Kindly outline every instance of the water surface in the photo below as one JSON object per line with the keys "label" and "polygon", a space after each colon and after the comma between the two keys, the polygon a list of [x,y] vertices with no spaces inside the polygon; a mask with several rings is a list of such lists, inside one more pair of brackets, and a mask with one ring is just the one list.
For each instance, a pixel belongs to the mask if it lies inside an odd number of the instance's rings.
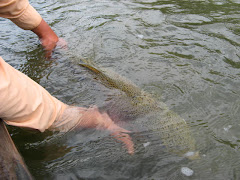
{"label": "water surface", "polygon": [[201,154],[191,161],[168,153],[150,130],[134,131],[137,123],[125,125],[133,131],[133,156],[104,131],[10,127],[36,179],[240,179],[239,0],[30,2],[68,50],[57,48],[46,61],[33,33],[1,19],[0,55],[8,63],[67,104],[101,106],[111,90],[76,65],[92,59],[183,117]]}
==
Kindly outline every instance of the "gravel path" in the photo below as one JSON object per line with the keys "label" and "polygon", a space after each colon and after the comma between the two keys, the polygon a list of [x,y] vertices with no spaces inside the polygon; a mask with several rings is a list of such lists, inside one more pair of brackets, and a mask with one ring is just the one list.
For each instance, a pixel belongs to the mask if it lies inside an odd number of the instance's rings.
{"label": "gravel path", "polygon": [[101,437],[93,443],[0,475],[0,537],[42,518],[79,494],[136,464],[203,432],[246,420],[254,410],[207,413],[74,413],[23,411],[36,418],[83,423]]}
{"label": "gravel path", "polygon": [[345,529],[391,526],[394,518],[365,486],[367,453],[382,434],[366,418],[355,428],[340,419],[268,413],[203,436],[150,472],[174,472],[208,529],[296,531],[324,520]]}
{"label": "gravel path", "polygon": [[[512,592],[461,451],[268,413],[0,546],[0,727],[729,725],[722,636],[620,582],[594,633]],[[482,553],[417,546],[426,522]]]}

Task description: Tallying the lines of the items above, how many contain the word "object"? Reply with the number alone.

Exercise output: 2